• Exercise materials

┄┄┄┄┄┄

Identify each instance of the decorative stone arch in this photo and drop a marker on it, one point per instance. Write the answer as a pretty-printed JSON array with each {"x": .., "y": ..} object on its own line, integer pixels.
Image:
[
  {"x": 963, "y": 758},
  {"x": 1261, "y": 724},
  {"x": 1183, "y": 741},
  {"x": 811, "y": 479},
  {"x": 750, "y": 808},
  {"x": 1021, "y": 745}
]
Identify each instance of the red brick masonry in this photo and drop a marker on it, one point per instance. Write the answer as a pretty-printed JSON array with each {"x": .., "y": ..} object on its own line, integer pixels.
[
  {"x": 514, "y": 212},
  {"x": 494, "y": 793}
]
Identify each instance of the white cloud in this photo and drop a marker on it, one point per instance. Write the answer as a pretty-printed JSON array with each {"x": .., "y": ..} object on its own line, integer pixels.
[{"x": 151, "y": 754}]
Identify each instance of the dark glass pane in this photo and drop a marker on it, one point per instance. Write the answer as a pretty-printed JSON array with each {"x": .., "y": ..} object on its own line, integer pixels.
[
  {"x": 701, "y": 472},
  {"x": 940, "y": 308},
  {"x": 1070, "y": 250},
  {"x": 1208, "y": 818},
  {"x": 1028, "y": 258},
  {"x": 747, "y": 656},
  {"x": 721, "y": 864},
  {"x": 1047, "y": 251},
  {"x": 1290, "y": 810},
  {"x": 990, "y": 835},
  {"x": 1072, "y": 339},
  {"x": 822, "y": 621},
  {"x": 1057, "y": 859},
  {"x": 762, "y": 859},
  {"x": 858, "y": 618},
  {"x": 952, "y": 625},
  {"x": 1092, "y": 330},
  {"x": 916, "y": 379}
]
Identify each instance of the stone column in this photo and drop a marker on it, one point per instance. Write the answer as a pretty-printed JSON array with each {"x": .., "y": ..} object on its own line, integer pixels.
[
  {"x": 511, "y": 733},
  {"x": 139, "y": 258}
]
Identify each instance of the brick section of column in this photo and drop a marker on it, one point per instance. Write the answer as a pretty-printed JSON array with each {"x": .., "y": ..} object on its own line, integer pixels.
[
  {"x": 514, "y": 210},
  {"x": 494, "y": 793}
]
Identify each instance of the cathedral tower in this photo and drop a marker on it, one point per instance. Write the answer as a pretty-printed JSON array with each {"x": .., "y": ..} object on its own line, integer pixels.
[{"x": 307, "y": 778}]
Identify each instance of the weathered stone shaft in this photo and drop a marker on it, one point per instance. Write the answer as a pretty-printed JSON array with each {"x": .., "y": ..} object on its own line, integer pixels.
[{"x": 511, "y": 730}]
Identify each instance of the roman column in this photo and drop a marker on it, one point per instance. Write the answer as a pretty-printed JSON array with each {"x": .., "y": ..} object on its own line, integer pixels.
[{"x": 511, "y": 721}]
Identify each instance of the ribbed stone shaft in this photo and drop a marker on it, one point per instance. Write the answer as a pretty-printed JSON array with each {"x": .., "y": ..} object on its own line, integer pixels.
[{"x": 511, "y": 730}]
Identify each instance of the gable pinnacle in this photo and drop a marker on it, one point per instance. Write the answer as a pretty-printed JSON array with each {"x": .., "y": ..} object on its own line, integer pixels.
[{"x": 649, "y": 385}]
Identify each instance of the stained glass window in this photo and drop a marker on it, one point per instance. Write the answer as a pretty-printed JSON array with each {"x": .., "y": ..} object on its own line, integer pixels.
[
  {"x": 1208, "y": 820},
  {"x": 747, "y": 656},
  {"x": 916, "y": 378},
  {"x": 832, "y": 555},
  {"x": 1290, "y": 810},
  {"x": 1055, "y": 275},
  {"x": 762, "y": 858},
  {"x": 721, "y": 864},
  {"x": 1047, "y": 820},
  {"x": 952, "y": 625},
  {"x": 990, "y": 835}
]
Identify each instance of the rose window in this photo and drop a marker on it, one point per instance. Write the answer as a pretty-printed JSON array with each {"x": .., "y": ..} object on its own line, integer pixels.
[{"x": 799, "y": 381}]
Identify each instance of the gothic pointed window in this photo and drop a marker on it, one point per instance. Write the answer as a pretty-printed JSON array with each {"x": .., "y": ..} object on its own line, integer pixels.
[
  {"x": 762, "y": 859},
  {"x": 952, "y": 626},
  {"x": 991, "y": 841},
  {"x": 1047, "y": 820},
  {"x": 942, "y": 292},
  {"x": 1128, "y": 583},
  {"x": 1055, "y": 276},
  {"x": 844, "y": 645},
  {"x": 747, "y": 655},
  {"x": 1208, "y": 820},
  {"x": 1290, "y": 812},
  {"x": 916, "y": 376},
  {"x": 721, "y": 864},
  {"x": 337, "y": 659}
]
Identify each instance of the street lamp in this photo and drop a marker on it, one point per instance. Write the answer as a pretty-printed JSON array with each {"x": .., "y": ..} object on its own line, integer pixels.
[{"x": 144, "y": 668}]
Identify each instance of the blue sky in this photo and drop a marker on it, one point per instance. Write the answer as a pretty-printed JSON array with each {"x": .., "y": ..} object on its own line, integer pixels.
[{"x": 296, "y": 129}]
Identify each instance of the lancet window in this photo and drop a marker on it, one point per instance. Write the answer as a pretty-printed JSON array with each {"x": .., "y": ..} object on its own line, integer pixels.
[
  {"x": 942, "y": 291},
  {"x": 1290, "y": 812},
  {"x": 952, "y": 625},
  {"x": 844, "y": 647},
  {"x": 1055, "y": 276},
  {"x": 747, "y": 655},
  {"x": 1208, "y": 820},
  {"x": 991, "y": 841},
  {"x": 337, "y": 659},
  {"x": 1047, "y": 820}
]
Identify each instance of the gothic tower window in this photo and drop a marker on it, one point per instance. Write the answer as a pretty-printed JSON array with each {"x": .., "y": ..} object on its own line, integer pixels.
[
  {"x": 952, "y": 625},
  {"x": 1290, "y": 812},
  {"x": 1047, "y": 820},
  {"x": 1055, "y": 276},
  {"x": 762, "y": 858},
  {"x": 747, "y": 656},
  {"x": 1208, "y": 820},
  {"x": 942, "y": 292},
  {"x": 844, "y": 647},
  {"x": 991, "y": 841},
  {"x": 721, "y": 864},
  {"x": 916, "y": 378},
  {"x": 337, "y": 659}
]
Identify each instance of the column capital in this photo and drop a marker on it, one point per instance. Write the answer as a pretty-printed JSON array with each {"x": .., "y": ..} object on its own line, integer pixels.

┄┄┄┄┄┄

Reproduce every one of the records above with each occurrence of "drop a marker" changed to "place a pin", keeping all other text unchanged.

• Exercise output
Identify each instance of the decorative stone arch in this photo and place a pin on it, one point per instance. Write the answer as a pretty-printed JSON array with each {"x": .., "y": ..} object on its own line, integer pixels.
Image:
[
  {"x": 963, "y": 758},
  {"x": 1261, "y": 724},
  {"x": 1183, "y": 741},
  {"x": 811, "y": 479},
  {"x": 750, "y": 808},
  {"x": 1021, "y": 745}
]
Identify each instance of the red brick masonry in this photo and place a pin on it, one point per instance. Write the answer as a pretty-printed JSON array with each {"x": .., "y": ..} object on its own line, integer pixels.
[
  {"x": 514, "y": 212},
  {"x": 494, "y": 793}
]
Identify each instance of the white cloud in this photo and place a pin on it, one point per instance. Write the answer as a pretty-printed JSON array with each {"x": .., "y": ..} object on its own line, integer pixels.
[{"x": 151, "y": 754}]
Identify each instance of the dark glass pane in this photo and place a pin on it, one point per instance. Write the answer as a pretty-printed JSON array with each {"x": .., "y": ..} object on its own line, integer pixels.
[
  {"x": 701, "y": 472},
  {"x": 940, "y": 308},
  {"x": 1070, "y": 250},
  {"x": 1208, "y": 818},
  {"x": 1028, "y": 258},
  {"x": 747, "y": 656},
  {"x": 721, "y": 864},
  {"x": 1047, "y": 251},
  {"x": 1290, "y": 810},
  {"x": 990, "y": 835},
  {"x": 1072, "y": 339},
  {"x": 822, "y": 621},
  {"x": 1057, "y": 859},
  {"x": 762, "y": 859},
  {"x": 858, "y": 618},
  {"x": 952, "y": 625},
  {"x": 1092, "y": 330},
  {"x": 916, "y": 379}
]
Identify each instance of the stone column in this photo and place a pin on it, one point per instance. Write the answer as a pretty-printed JSON array with each {"x": .., "y": ..} object on its own line, integer pixels.
[
  {"x": 511, "y": 733},
  {"x": 139, "y": 258}
]
Identify each instance of the brick section of column in this photo and place a pin on it, one point per instance. Write the answer as a pretty-printed JSON array with each {"x": .., "y": ..} object on its own line, integer pixels.
[
  {"x": 514, "y": 210},
  {"x": 494, "y": 793}
]
Identify each instance of the cathedral tower in this photo and place a pin on it, one point per instance. Write the answer as a pretty-printed JSON array with each {"x": .., "y": ..} object on its own line, integer pixels.
[{"x": 307, "y": 778}]
Identify each instance of the weathered stone shaft in this photo and place a pin on it, one point per instance. Write the answer as a pretty-printed JSON array with each {"x": .., "y": ..} object on its own line, integer pixels.
[{"x": 511, "y": 730}]
Identify each instance of the roman column in this photo and place a pin on it, one point per instance. Write the answer as a pretty-printed JSON array with each {"x": .., "y": ..} object on its own line, integer pixels.
[{"x": 511, "y": 721}]
Identify each instance of the ribbed stone shaft in this photo and place a pin on it, one point per instance. Write the answer as a pretty-printed JSON array with each {"x": .., "y": ..} object on its own line, integer pixels.
[{"x": 511, "y": 730}]
Identify each instance of the gable pinnacle in this photo and place a pin on it, one point per instance. Write the answer as a pretty-printed JSON array with each {"x": .., "y": ..} object on its own line, integer pixels.
[{"x": 649, "y": 385}]
Identify each instance of the stained glass window in this photo and place a pin on it, one point per instance. Write the answer as a pretty-printed JSON array with each {"x": .., "y": ..} object on its own line, integer pixels.
[
  {"x": 1208, "y": 820},
  {"x": 747, "y": 656},
  {"x": 916, "y": 378},
  {"x": 832, "y": 555},
  {"x": 1290, "y": 810},
  {"x": 1055, "y": 275},
  {"x": 762, "y": 858},
  {"x": 721, "y": 864},
  {"x": 1047, "y": 820},
  {"x": 952, "y": 625},
  {"x": 990, "y": 835}
]
Identify each instance of the rose window in this photo and place a pin on it, one point per instance. Write the answer as a pretty-printed JSON array with each {"x": .., "y": ..} object on its own line, integer pixels.
[{"x": 799, "y": 381}]
Identify each instance of the gothic pointed window in this photo and place a pin on it, one point per instance. Write the answer as a pretty-printed JSON array with each {"x": .., "y": ..} object on its own line, integer pixels.
[
  {"x": 762, "y": 859},
  {"x": 952, "y": 626},
  {"x": 991, "y": 841},
  {"x": 1047, "y": 820},
  {"x": 942, "y": 292},
  {"x": 1128, "y": 583},
  {"x": 1055, "y": 276},
  {"x": 844, "y": 645},
  {"x": 747, "y": 655},
  {"x": 1208, "y": 820},
  {"x": 1290, "y": 812},
  {"x": 916, "y": 376},
  {"x": 721, "y": 864},
  {"x": 337, "y": 659}
]
Identify each instance of the street lamp in this photo and place a pin on it, one point per instance. Write the answer as a pretty-printed JSON array with each {"x": .., "y": ..} object on its own line, integer pixels.
[{"x": 144, "y": 668}]
Identify each instance of the blue sky in this photo and place a pin on it, one point per instance. Write the answer as a pretty-printed JSON array with each {"x": .., "y": ..} object on its own line, integer pixels.
[{"x": 296, "y": 129}]
Identify each instance of the lancet window in this photo and place a pin on it, one point per instance. Write the answer as a pretty-printed JSON array with each {"x": .., "y": ..} object on its own line, integer pixels.
[
  {"x": 942, "y": 291},
  {"x": 1290, "y": 812},
  {"x": 952, "y": 625},
  {"x": 844, "y": 647},
  {"x": 1055, "y": 276},
  {"x": 747, "y": 655},
  {"x": 1208, "y": 820},
  {"x": 991, "y": 841},
  {"x": 337, "y": 659},
  {"x": 1047, "y": 820}
]
Identify each instance of the gothic tower window in this photo and place a pin on it, one point per instance. Write the answer as a pretty-printed JSON array with each {"x": .., "y": ..} object on its own line, integer pixels.
[
  {"x": 952, "y": 625},
  {"x": 1290, "y": 812},
  {"x": 1047, "y": 820},
  {"x": 1055, "y": 276},
  {"x": 762, "y": 858},
  {"x": 747, "y": 656},
  {"x": 1208, "y": 820},
  {"x": 942, "y": 292},
  {"x": 844, "y": 647},
  {"x": 991, "y": 841},
  {"x": 721, "y": 864},
  {"x": 916, "y": 378},
  {"x": 337, "y": 659}
]
Identify each instance of the column capital in this photo and place a pin on it, one point per instance. Write the answer as a pretty-printed JSON array with each {"x": .., "y": ..} object on its own line, integer pixels.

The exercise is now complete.